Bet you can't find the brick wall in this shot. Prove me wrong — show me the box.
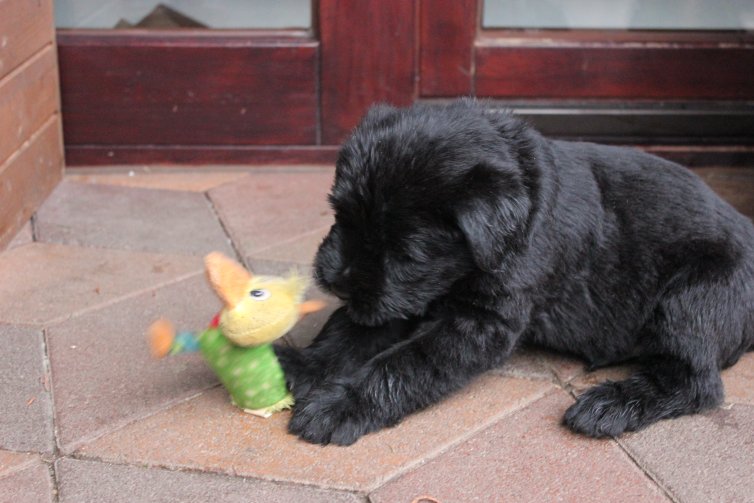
[0,0,63,249]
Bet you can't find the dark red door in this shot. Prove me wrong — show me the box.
[57,0,754,166]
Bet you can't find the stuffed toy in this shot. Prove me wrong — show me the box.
[148,252,325,417]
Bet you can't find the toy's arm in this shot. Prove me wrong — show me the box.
[148,319,200,358]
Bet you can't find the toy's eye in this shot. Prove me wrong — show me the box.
[249,289,270,301]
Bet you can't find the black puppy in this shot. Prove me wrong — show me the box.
[276,99,754,445]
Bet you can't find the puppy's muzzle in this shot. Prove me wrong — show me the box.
[328,266,353,300]
[330,284,351,300]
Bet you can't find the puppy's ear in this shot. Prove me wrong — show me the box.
[362,103,399,127]
[455,163,530,272]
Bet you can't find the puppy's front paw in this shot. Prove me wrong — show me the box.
[563,382,640,437]
[273,345,317,400]
[288,380,373,446]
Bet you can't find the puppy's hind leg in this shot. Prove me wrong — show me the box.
[563,279,746,437]
[563,357,722,437]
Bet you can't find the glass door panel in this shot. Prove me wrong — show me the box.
[54,0,311,29]
[483,0,754,30]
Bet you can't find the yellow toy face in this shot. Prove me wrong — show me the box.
[204,252,308,347]
[219,275,305,346]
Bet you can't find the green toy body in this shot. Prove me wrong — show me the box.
[198,327,292,413]
[148,253,322,418]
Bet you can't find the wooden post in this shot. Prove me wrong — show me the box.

────────────────────

■ WHAT THE TASK REQUIRES:
Beginning at the line that contains "Bet you can't find the puppy's hind", transcribe every line through the end of the material exactly, leaving out all earlier lines.

■ RESPONSE TO THIS TASK:
Bet you can't find the puppy's hind leg in this shot. Prove me wrong — show me the box.
[563,279,746,437]
[563,357,722,437]
Bet you can't find the glass door panel in this shot. Prove me wrong — show me the box.
[54,0,311,29]
[483,0,754,30]
Bet you can't find the yellow toy face in this shot. Prove me wrong — show me the box.
[204,252,308,347]
[219,275,305,346]
Bet you can't find the green toy body in this shot. Prove me wrong — show me the box.
[198,327,292,413]
[148,253,322,418]
Bet you can't find the wooden post in this shot. Prove me wrong — show me the box.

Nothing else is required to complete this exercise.